DOCUMENT SEGMENT:
From all your posts on this thread, there is little doubt in my mind that you should go ahead, buy your home and enjoy living there.


Enjoy!

:)


Woof
 
No, I'm renting at the moment. I just meant I haven't lost or gained any value on the purchased property until I come to sell it.
Aye, sure. What I'm saying is if item X was £10 at noon tomorrow and I knew it'd be £5 by 6pm, I'd hang on and that'd be £5 in my pocket that otherwise wouldn't be
 
Yeah but you can play that game forever. We got our place at about 30k under the valuation of other houses in the street because it had been rented out for a few years. It all boils down to what you want - an investment or a home. If it's the latter, go for it now, there already cheaper than they were and you can knock 10-15k off just about any asking price atm.
 
we bought ours just over a year ago now - we're still pleased we did - it's our home and we have no plans on moving for years. In addition our mortgage is the same as our rent was - so not buying seemed a no brainer to us :)
 
What's forcing you to buy now?

Right place, right time. Can't stay living where we are now, driving us mad. The other option is to rent. To rent a place of the standard we're buying would cost more than the mortgage and it's only going to get worse. Also fed up of renting. If we bought in 2 years that's up to about £28k that's gone nowhere and done fuck all.

Not considering all of the emotional reasons, of course.

That said, it's taken 6 months of intense thought to reach that conclusion.
 
Filter your place is fucking gorgeous, but I can understand why you're having doubts.

Is it anything to do with the location pissing you off rather than financial?
 
and also it was a really shit X and you weren't allowed to fix it, and when you eventually gave it back to them they were like "oh you;ve totally knackered it, we're going to charge you £1 for that."
 
Filter your place is fucking gorgeous, but I can understand why you're having doubts.

Is it anything to do with the location pissing you off rather than financial?

Na, the location is great for us. Easy commute to everywhere we need to go. I'm gonna buy me a scooter anyway :cool:
 
If you buy now and watch the price fall by 25%, then over 5 years it rises 25% you're back where you started. Except that the mortgage you've paid off over 5 years is yours instead of renting and paying someone elses mortgage. You've still got to watch interest rates and make sure you can still afford to keep up the payments.

On the other hand, you could have put all your other money into a savings account and earn 10 years of 5% interest, ish, and earn about 63% on the money.

PROBLEMS TO SOLVE:
- A) Reproduce verbatim the part of the forum thread on buying versus renting that opens with the words containing "If you buy now" and closes with "on the money.".
- B) Extend the forum thread on buying versus renting a home, picking up after its final post.

RECORDED INFORMATION:

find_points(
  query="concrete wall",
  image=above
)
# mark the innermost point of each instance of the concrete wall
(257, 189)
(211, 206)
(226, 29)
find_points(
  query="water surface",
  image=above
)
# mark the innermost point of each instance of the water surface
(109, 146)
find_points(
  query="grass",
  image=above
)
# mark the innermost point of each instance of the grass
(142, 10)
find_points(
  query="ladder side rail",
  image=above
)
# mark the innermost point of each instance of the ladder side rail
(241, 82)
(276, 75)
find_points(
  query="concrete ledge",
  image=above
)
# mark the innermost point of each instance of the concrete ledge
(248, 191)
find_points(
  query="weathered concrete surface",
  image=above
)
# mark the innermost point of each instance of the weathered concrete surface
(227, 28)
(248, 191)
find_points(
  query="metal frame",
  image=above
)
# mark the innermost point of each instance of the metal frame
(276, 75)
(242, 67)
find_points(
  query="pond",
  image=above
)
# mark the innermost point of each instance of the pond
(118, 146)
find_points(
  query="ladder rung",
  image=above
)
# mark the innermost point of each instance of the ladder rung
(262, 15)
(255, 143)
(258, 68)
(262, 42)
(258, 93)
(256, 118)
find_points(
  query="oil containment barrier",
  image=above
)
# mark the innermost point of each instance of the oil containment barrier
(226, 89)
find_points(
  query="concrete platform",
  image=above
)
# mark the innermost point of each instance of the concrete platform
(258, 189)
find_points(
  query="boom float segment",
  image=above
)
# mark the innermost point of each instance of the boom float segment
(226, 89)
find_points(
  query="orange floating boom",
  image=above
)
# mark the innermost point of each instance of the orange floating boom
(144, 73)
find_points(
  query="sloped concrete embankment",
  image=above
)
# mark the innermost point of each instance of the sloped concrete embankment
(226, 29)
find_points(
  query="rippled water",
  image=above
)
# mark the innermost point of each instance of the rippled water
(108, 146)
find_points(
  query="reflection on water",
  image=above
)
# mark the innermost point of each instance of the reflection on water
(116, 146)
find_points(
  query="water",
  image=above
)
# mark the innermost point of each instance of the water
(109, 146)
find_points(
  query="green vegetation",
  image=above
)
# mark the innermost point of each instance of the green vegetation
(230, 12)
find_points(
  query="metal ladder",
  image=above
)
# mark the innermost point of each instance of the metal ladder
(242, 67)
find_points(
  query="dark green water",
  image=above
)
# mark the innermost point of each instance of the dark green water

ANSWERS BELOW:
- A)
If you buy now and watch the price fall by 25%, then over 5 years it rises 25% you're back where you started. Except that the mortgage you've paid off over 5 years is yours instead of renting and paying someone elses mortgage. You've still got to watch interest rates and make sure you can still afford to keep up the payments.

On the other hand, you could have put all your other money into a savings account and earn 10 years of 5% interest, ish, and earn about 63% on the money.

- B)
 
Personally I think the only reason they didn't drop to 4.75% last week was they new in the current credit crisis it was unlikely the lenders would pass this onto their customers.

Inflation is pretty high these days.

but his point is that the new house you were buying would also cost siginificantly less. so as long as you intend to buy another house in the UK then it's no problem.

If you take a mortgage of 200k, payoff say 25k in 5 years and then sell your house for 150k... you have a 25k hole. That's much worse than your regular k hole.
 
I'd stick with it Chris. As others have said, you're buying a home not an investment and you'll be there for a while.

Please be aware that any advice from the Internet can be good as well as bad. ;)
 
If it were me, and I did strike lucky in selling soon, I'd rent til the market hit bottom before buying


that is what i don't understand how can the london market hit rock bottom? everyone would want to buy the cheap price property (esp in view of how many people are holding back at the moment and are having high rents).

chris i too think you should go for it. 194 for a ground floor (presum with garden) victorian maissonette is at a good price. if you want to start a family in the next few years most likely you will not want to move out until perhaps even more than 5 years. plus rents are just crazy. we are paying half our salary for our rent now..:hmm:
 
that is what i don't understand how can the london market hit rock bottom? everyone would want to buy the cheap price property (esp in view of how many people are holding back at the moment and are having high rents).

chris i too think you should go for it. 194 for a ground floor (presum with garden) victorian maissonette is at a good price. if you want to start a family in the next few years most likely you will not want to move out until perhaps even more than 5 years. plus rents are just crazy. we are paying half our salary for our rent now..:hmm:

Yeah, got a beautiful little garden. My favourite bit is the utility room that has a desk built into it... bling :cool:
 
Yeah, got a beautiful little garden. My favourite bit is the utility room that has a desk built into it... bling :cool:

Can you send me a link to it? I *heart* house porn :D

FWIW - I think you should go ahead. It's not an investment, it's a home. There's a big difference. The amount of money I've made on my flat went up and now it's gone down a bit. I don't care. It's virtual money - like monopoly. In the long run, it'll make you money if that's what you care about. And buying in London is probably the most crunch-proof place to buy.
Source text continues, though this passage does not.